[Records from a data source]
=======

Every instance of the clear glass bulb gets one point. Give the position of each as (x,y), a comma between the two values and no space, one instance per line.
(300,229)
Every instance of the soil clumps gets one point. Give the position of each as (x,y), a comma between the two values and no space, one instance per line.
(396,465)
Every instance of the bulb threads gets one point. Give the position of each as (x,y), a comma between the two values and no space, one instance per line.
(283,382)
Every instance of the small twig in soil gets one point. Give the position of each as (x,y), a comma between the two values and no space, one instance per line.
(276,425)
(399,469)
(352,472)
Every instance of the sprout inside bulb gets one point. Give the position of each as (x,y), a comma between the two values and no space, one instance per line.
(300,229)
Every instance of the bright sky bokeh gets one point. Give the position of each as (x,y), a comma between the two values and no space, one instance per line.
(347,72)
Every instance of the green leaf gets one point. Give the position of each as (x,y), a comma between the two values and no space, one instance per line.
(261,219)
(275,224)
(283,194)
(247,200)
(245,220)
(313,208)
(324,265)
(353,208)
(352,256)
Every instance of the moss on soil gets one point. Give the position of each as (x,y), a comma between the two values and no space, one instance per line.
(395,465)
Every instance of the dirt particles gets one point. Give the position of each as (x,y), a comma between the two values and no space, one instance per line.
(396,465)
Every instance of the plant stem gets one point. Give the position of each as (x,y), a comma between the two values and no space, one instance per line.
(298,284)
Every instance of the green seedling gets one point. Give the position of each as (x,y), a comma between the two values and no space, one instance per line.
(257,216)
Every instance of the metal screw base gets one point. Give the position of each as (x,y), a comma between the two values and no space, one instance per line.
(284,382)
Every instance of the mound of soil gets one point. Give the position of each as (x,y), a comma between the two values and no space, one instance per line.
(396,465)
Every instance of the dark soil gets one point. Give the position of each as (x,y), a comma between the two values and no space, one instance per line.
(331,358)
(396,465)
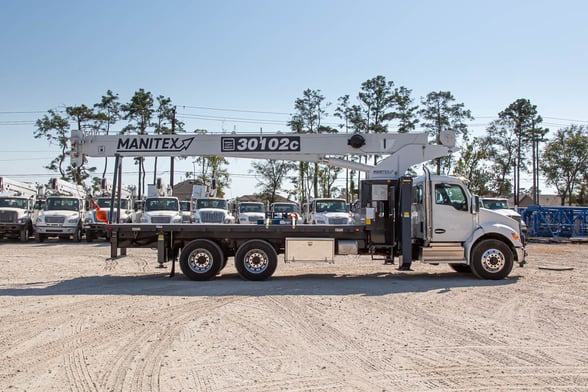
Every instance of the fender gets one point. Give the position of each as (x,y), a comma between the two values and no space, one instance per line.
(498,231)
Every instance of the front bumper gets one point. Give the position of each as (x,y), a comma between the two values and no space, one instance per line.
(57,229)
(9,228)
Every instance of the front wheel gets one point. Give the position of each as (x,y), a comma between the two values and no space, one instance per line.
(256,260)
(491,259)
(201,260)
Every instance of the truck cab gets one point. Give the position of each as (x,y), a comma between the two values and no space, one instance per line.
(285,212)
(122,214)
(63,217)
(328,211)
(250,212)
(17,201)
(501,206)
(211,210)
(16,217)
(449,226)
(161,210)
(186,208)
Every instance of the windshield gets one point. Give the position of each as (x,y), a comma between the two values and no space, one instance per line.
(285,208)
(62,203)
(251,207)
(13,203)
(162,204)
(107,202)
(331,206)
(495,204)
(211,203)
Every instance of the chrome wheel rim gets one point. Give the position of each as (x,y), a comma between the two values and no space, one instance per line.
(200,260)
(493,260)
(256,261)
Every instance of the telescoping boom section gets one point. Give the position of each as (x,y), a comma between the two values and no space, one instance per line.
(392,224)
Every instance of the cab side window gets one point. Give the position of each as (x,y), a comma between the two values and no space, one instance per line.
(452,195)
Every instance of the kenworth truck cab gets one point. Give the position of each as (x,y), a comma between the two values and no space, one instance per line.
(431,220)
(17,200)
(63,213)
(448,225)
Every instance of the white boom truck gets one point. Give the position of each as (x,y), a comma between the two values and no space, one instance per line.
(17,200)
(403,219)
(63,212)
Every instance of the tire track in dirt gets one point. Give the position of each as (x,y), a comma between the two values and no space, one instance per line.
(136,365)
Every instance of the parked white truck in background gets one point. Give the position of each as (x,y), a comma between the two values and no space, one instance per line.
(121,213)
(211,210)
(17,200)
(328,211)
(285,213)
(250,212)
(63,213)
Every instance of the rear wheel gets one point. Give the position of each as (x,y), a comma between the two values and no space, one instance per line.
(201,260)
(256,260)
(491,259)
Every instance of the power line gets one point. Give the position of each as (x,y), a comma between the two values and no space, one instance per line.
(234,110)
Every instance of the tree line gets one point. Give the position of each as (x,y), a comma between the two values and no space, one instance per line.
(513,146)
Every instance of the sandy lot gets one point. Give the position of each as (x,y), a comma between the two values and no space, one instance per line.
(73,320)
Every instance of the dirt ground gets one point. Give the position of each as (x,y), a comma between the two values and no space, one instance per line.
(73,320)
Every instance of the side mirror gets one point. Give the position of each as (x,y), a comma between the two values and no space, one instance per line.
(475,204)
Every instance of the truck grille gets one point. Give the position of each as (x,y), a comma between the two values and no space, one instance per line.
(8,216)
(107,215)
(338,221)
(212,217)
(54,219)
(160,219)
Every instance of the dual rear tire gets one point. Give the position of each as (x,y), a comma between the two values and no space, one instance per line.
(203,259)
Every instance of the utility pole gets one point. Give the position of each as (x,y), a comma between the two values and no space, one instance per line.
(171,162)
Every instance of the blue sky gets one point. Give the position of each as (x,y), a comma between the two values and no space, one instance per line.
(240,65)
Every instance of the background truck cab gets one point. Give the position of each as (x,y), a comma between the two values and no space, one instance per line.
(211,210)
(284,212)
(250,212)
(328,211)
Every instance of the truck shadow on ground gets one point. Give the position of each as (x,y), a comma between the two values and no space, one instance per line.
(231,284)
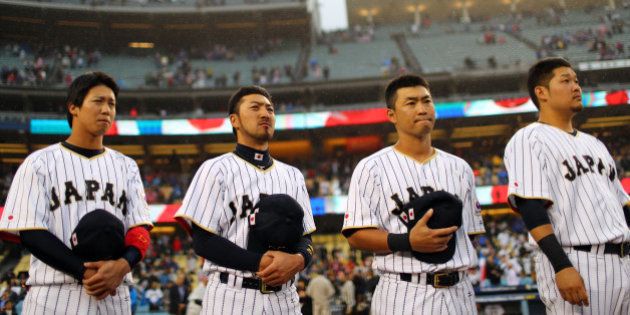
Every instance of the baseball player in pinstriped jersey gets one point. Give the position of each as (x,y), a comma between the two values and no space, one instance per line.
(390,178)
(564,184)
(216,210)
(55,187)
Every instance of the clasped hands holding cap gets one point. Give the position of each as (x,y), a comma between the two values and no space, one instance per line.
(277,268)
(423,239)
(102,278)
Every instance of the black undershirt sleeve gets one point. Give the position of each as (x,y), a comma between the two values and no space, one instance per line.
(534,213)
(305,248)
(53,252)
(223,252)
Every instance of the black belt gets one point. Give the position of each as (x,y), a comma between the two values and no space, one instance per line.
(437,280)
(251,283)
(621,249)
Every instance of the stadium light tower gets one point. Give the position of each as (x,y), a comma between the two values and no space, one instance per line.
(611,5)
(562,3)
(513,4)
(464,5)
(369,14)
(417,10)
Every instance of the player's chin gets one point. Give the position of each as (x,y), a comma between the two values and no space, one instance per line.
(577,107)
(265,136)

=======

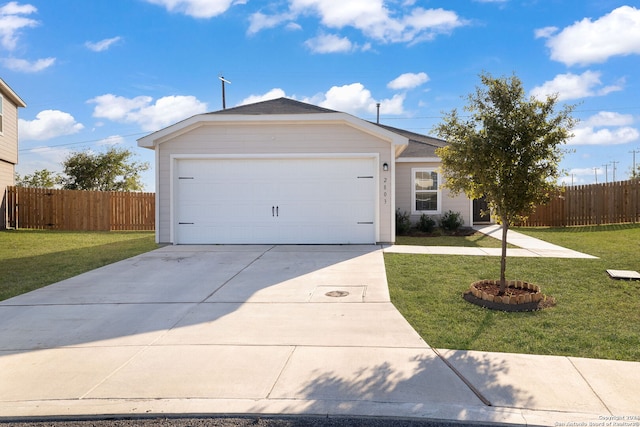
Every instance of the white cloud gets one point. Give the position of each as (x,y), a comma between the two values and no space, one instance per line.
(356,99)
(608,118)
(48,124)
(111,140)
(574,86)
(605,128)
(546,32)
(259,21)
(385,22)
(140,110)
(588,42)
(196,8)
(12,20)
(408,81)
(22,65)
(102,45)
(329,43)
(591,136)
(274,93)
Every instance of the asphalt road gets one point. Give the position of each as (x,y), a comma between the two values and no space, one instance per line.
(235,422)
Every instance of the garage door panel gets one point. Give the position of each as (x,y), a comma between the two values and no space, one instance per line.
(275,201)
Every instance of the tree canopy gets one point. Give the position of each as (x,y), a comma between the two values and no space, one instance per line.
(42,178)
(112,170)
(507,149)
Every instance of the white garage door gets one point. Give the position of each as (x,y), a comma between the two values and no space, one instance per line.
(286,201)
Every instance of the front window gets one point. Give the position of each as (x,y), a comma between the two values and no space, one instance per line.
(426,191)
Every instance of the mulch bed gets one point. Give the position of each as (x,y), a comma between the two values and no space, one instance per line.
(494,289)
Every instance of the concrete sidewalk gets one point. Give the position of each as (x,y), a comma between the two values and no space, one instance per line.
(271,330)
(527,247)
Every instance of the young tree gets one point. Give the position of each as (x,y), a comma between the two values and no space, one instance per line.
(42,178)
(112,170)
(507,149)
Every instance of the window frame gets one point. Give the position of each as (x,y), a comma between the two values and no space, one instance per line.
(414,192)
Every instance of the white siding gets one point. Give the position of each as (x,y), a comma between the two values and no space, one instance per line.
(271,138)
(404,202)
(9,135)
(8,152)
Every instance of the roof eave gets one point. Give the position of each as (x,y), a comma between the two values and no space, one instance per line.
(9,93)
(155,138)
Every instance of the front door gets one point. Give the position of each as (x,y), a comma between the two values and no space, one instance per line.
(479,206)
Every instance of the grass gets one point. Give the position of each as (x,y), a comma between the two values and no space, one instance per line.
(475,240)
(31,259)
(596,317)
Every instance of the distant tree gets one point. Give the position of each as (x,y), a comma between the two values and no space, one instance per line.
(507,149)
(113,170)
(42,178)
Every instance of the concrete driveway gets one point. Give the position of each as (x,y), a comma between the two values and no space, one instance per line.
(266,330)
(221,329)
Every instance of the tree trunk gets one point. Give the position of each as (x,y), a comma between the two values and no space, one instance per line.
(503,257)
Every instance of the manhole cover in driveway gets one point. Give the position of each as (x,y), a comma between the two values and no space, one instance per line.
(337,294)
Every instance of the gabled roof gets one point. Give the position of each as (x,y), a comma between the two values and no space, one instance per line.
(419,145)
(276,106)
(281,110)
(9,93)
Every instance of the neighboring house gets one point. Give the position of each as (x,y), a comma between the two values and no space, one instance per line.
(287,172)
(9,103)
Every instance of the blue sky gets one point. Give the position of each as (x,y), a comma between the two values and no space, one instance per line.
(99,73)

=======

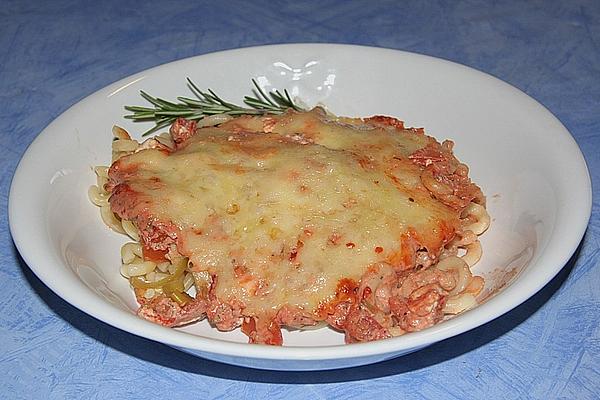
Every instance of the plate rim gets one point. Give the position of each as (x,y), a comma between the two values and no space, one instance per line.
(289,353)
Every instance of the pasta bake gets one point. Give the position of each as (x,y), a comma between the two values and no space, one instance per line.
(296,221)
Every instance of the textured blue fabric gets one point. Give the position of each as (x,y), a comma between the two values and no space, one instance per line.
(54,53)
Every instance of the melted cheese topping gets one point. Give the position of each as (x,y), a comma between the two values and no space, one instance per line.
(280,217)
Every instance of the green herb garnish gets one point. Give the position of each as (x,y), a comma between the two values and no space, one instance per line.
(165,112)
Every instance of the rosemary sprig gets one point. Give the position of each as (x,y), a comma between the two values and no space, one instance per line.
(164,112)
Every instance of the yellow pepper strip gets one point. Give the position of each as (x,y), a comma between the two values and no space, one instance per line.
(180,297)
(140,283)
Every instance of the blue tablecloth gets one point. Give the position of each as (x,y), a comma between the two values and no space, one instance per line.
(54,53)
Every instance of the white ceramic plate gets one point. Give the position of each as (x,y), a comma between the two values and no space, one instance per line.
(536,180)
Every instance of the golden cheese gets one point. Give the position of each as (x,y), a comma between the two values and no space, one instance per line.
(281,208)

=======

◆ **Objective**: Identify each line in the entries above that contains the string "window", and copy every such line.

◆ **Solution to the exercise**:
Every instance of the cab side window gets one point. Give the position of each as (x,y), a comma between the two values and no space, one instance per line.
Every instance of the front window gets one point. Give the position of each as (x,y), a comma between the two values and no space, one instance per line.
Every instance of the window frame gets one point. Give the position of each as (x,y), a comma between the two values and no space, one instance per line.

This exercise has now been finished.